**Problems to work on:**
1: Retype the part of the speaker profile code below from "Speaker profile containing" to "Start time in source audio (seconds)".
2: Answer these questions using the speaker profile code below, marking each answer with the matching letter:
(a) What default value does the code give to confidence?
(b) What is the shortest duration, in seconds, that the validation accepts?
(c) What error message is raised when the embedding is empty?

**Provided text:**
_ _ _ _ _
"""
Speaker Profile Model

Represents a speaker's voice characteristics extracted from audio,
used for identification and matching.
"""

from dataclasses import dataclass
from typing import Optional

import numpy as np


@dataclass
class SpeakerProfile:
    """
    Speaker profile containing voice embeddings and metadata.

    Attributes:
        speaker_id: Unique identifier (e.g., "SPEAKER_00", "SPEAKER_01")
        embedding: Numerical representation of voice characteristics
        source_audio: Path to the audio file this profile was extracted from
        start_time: Start time in source audio (seconds)
        end_time: End time in source audio (seconds)
        confidence: Quality/reliability metric (0.0-1.0)
    """

    speaker_id: str
    embedding: np.ndarray
    source_audio: str
    start_time: float
    end_time: float
    confidence: float = 1.0

    def __post_init__(self):
        """Validate speaker profile data."""
        if self.embedding is None or len(self.embedding) == 0:
            raise ValueError("Embedding vector cannot be empty")

        if self.end_time <= self.start_time:
            raise ValueError(
                f"End time ({self.end_time}) must be after start time ({self.start_time})"
            )

        if not 0.0 <= self.confidence <= 1.0:
            raise ValueError(f"Confidence must be between 0.0 and 1.0, got {self.confidence}")

        duration = self.end_time - self.start_time
        if duration < 3.0:
            raise ValueError(f"Duration ({duration}s) is too short (minimum 3 seconds recommended)")

    @property
    def duration(self) -> float:
        """Calculate duration of the profile in seconds."""
        return self.end_time - self.start_time

    def __repr__(self) -> str:
        return (
            f"SpeakerProfile(speaker_id='{self.speaker_id}', "
            f"duration={self.duration:.2f}s, "
            f"confidence={self.confidence:.2f})"
        )
_ _ _ _ _
**Data extract:**
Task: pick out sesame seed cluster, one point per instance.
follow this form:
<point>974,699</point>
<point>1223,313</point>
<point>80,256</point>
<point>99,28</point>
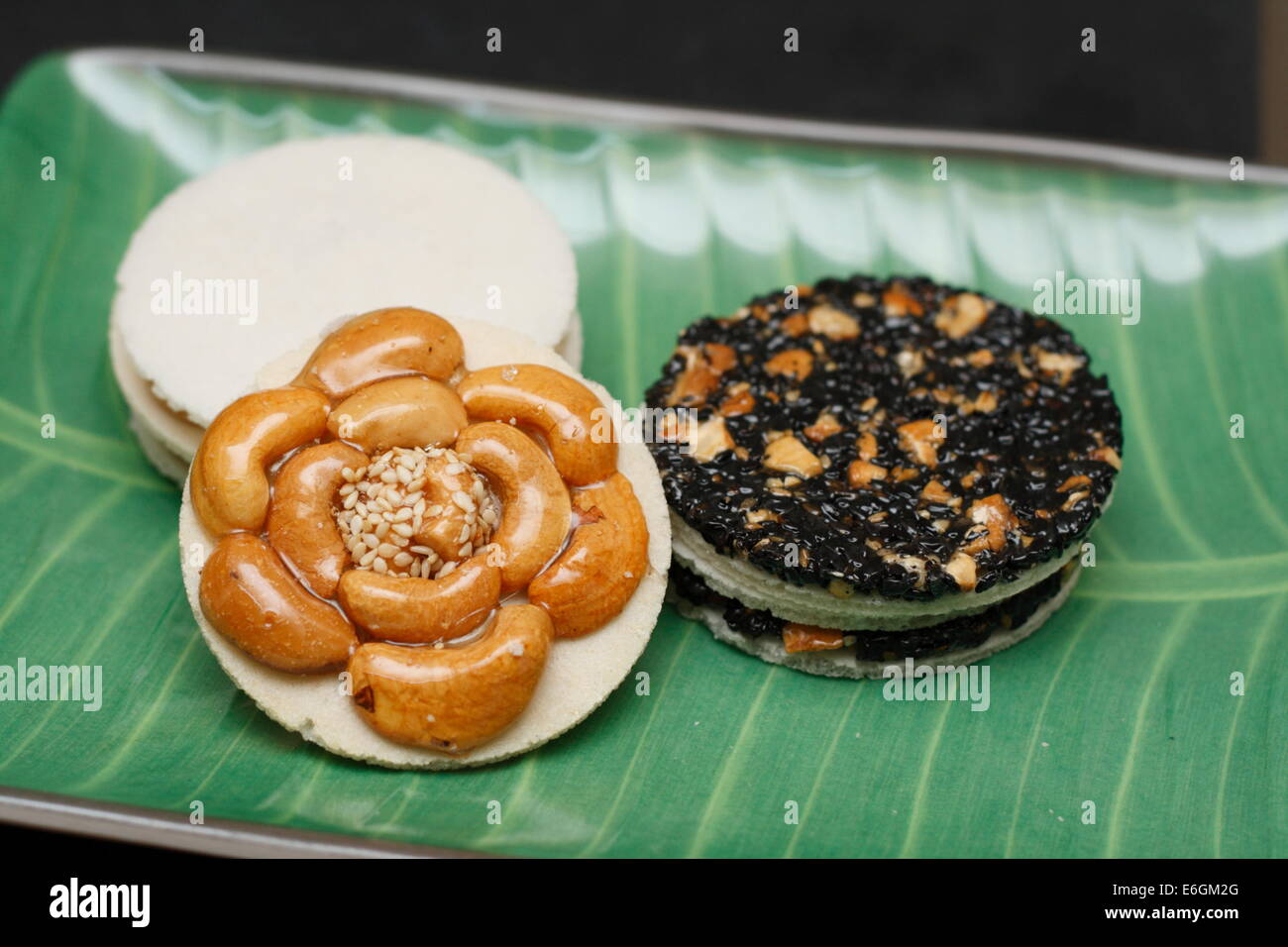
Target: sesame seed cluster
<point>415,512</point>
<point>897,437</point>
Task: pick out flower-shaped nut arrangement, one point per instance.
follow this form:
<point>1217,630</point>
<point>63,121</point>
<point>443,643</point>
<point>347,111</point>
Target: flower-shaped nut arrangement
<point>430,531</point>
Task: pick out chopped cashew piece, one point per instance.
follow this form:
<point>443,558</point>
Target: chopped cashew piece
<point>797,364</point>
<point>829,321</point>
<point>996,517</point>
<point>798,638</point>
<point>709,440</point>
<point>961,567</point>
<point>917,438</point>
<point>790,455</point>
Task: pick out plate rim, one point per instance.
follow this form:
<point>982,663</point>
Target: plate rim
<point>153,827</point>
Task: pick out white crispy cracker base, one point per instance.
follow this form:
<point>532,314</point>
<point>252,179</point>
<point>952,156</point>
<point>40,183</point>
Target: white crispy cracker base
<point>580,673</point>
<point>170,441</point>
<point>323,228</point>
<point>842,664</point>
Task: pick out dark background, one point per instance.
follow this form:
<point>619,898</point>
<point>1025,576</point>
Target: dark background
<point>1202,77</point>
<point>1199,76</point>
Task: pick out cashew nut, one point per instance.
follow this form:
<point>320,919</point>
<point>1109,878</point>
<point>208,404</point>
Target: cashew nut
<point>400,412</point>
<point>300,525</point>
<point>230,487</point>
<point>378,346</point>
<point>565,411</point>
<point>535,506</point>
<point>593,579</point>
<point>250,595</point>
<point>416,611</point>
<point>454,698</point>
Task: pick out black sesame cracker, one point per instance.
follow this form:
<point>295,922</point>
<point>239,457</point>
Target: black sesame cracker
<point>1026,423</point>
<point>954,634</point>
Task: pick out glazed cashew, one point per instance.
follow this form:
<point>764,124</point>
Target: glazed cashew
<point>250,595</point>
<point>230,487</point>
<point>454,698</point>
<point>593,579</point>
<point>382,344</point>
<point>535,506</point>
<point>565,412</point>
<point>399,412</point>
<point>417,611</point>
<point>300,525</point>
_ _ _ _ _
**Responses in order:**
1:
Speaker profile containing voice embeddings and metadata.

    Attributes:
        speaker_id: Unique identifier (e.g., "SPEAKER_00", "SPEAKER_01")
        embedding: Numerical representation of voice characteristics
        source_audio: Path to the audio file this profile was extracted from
        start_time: Start time in source audio (seconds)

2:
(a) 1.0
(b) 3 seconds
(c) "Embedding vector cannot be empty"